## The records
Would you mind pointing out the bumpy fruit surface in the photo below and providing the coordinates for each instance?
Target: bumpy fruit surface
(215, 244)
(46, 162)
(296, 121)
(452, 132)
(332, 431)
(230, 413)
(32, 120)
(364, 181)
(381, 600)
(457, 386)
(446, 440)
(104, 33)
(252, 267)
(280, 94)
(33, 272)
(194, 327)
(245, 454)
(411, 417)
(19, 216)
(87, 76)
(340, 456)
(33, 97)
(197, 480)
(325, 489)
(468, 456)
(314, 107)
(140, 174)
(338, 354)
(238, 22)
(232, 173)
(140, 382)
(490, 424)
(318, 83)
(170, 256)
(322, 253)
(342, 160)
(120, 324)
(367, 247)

## What you need to do
Can you convert the lines above into a JSON list of strings, with one string for each line and blank lines left out?

## Task response
[
  "Would you mind pointing out the bumpy fruit surface in the photo below and providing the coordinates for each instance?",
  "Target: bumpy fruit surface",
  "(215, 244)",
  "(46, 162)",
  "(296, 121)",
  "(452, 132)",
  "(332, 431)",
  "(230, 413)",
  "(32, 120)",
  "(364, 181)",
  "(381, 600)",
  "(457, 386)",
  "(446, 440)",
  "(104, 33)",
  "(252, 267)",
  "(280, 94)",
  "(33, 272)",
  "(194, 327)",
  "(245, 454)",
  "(411, 417)",
  "(19, 216)",
  "(87, 76)",
  "(340, 456)",
  "(33, 97)",
  "(197, 480)",
  "(325, 489)",
  "(468, 456)",
  "(314, 107)",
  "(140, 174)",
  "(338, 354)",
  "(238, 22)",
  "(232, 173)",
  "(140, 382)",
  "(490, 424)",
  "(318, 83)",
  "(170, 256)",
  "(322, 253)",
  "(342, 160)",
  "(120, 324)",
  "(367, 247)"
]